• **TASK**: The expected output is exactly the lines below, starting at the line with "gold jersey stripe" and ending at the line with "purple stadium banner", both included; no other line belongs in it.

------------------------

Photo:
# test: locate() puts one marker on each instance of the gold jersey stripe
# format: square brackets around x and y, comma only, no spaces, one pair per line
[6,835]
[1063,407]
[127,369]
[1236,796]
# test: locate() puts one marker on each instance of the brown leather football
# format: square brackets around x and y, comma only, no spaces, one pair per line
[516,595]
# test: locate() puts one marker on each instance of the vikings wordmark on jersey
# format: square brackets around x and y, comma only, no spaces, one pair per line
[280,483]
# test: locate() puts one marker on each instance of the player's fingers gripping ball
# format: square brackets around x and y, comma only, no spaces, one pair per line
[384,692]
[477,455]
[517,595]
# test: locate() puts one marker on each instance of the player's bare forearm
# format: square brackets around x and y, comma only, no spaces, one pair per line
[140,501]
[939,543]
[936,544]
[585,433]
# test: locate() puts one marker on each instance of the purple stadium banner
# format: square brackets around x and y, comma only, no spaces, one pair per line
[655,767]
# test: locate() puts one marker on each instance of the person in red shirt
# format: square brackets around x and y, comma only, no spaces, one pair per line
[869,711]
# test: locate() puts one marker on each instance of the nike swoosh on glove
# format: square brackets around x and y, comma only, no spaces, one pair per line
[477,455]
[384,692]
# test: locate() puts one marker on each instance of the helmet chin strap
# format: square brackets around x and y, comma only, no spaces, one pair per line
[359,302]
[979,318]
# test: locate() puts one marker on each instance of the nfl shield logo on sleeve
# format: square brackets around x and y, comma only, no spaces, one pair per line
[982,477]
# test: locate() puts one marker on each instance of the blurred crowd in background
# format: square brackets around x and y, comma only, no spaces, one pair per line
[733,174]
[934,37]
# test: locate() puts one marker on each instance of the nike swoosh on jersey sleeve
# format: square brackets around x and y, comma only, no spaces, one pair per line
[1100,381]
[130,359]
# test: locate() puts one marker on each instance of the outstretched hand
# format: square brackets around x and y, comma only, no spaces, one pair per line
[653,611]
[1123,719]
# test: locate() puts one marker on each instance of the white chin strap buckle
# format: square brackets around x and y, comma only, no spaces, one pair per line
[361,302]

------------------------

• **TASK ANSWER**:
# test: locate() puts one marker on each instance of the gold jersey stripe
# format: square brackets around x and y, comma only, no spaces, one pair per line
[6,835]
[1063,407]
[127,369]
[1236,796]
# test: locate() puts one marker on each instance of the brown leather football
# format: square brackets around x and y, comma only, no spaces, one pair per line
[516,595]
# test: locate() puts one marker on each instance of the vikings wordmark on jersey
# format: square brackets around x and y, comma only, no spaces, one pair per line
[280,483]
# test: locate() puts one marker on each instance of the player's fingers gripping ball
# format: square brackets around x and y, comma only, no spaces, one pair per line
[384,692]
[477,455]
[517,595]
# test: locate() puts one marker on each instance of the player's bare forearm
# format: square brackets around x and y, comma only, no spaces, one pair per line
[140,501]
[939,543]
[936,544]
[585,433]
# test: locate() puts one marker on each instance of the purple stadium banner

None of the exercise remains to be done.